Esercizi da svolgere:
a: Rispondi alle seguenti domande sul brano.
(i) In quale mese e anno è iniziato il racconto della gravidanza sui social network?
(ii) Con quale hashtag è iniziato quel racconto?
(iii) A quanti anni è iniziato l'uso della carrozzina da passeggio?
b: Ricopia dal brano tutto ciò che va da “Ho iniziato ad” giù fino a “potevo più nasconderlo.”.
c: Elenca tutte le occasioni in cui, secondo il brano, viene usata la carrozzina da passeggio.

Segmento di testo:
A settembre 2019 ha iniziato a raccontare la sua gravidanza sui social network con l’hashtag #diversamente incinta e successivamente Diversamente Mamma per creare consapevolezza sulla disabilità come una condizione, non come un limite.
Ho iniziato ad usare la carrozzina da passeggio a undici anni, molto tardi rispetto alle previsioni dei medici, per i lunghi spostamenti o per godermi i mercati o i musei. Da quando ci sono salita per la prima volta ho provato una sensazione ambivalente: da un lato ho gustato la libertà di potermi muovere come volevo e per tutto il tempo, senza stancarmi eccessivamente, dall’altra però ero improvvisamente entrata nel mondo dei disabili, quella carrozzina era il certificato universale del mio handicap, nessuno poteva più far finta di niente e io non potevo più nasconderlo.

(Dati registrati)
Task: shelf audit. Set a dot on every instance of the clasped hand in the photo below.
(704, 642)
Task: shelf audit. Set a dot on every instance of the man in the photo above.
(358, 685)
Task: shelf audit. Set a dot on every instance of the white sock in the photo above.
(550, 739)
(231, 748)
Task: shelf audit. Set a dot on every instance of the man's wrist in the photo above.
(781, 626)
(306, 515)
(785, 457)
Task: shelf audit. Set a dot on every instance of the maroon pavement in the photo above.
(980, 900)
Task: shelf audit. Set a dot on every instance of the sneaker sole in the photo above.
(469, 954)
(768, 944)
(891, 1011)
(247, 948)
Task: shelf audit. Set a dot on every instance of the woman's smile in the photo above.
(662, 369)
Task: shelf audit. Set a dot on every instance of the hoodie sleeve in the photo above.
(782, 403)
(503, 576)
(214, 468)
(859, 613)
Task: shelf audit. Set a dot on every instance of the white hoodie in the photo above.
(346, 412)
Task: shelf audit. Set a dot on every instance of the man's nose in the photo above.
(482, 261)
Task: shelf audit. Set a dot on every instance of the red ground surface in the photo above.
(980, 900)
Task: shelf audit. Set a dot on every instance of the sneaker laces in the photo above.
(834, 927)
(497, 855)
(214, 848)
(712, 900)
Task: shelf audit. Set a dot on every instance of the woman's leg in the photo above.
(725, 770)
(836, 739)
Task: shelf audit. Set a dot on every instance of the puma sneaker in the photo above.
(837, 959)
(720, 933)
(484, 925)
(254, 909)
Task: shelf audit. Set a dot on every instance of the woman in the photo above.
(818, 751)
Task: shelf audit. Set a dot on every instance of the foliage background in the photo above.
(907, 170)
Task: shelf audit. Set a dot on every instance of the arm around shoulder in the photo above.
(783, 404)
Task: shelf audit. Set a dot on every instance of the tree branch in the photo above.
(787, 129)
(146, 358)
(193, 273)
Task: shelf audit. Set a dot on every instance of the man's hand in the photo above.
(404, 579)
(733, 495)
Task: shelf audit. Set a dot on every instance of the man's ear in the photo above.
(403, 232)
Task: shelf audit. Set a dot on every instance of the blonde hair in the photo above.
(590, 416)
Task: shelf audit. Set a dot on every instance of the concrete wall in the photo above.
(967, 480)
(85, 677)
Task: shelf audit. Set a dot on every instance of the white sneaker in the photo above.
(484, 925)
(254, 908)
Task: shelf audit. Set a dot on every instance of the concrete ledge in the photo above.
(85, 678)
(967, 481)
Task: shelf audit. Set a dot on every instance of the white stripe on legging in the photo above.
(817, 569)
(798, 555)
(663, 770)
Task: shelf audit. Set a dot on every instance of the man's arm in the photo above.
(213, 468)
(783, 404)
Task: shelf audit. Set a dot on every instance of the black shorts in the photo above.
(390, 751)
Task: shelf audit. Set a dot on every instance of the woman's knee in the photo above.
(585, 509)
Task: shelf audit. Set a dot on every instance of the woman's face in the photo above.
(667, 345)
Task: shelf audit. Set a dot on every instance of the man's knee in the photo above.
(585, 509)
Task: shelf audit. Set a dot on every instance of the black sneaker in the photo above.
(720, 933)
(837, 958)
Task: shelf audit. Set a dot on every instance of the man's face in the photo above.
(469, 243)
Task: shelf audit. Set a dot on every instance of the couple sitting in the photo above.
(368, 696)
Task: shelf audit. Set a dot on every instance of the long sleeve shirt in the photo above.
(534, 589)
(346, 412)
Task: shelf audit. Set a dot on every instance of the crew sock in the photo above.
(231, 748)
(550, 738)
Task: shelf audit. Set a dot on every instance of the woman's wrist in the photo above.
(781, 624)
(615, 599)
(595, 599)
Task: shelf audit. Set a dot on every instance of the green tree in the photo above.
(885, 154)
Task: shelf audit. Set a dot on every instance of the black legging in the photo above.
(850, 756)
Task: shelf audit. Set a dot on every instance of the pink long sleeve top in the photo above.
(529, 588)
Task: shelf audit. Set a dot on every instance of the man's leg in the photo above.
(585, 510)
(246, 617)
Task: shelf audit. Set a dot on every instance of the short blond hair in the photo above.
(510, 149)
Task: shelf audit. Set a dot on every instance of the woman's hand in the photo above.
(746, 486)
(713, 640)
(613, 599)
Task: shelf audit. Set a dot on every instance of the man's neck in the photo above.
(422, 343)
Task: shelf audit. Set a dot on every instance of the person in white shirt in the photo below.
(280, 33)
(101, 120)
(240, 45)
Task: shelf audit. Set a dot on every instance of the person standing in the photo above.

Soluzioni per esercizio:
a:
(i) Settembre 2019.
(ii) #diversamente incinta.
(iii) A undici anni.

b:
Ho iniziato ad usare la carrozzina da passeggio a undici anni, molto tardi rispetto alle previsioni dei medici, per i lunghi spostamenti o per godermi i mercati o i musei. Da quando ci sono salita per la prima volta ho provato una sensazione ambivalente: da un lato ho gustato la libertà di potermi muovere come volevo e per tutto il tempo, senza stancarmi eccessivamente, dall’altra però ero improvvisamente entrata nel mondo dei disabili, quella carrozzina era il certificato universale del mio handicap, nessuno poteva più far finta di niente e io non potevo più nasconderlo.

c:
- i lunghi spostamenti
- i mercati
- i musei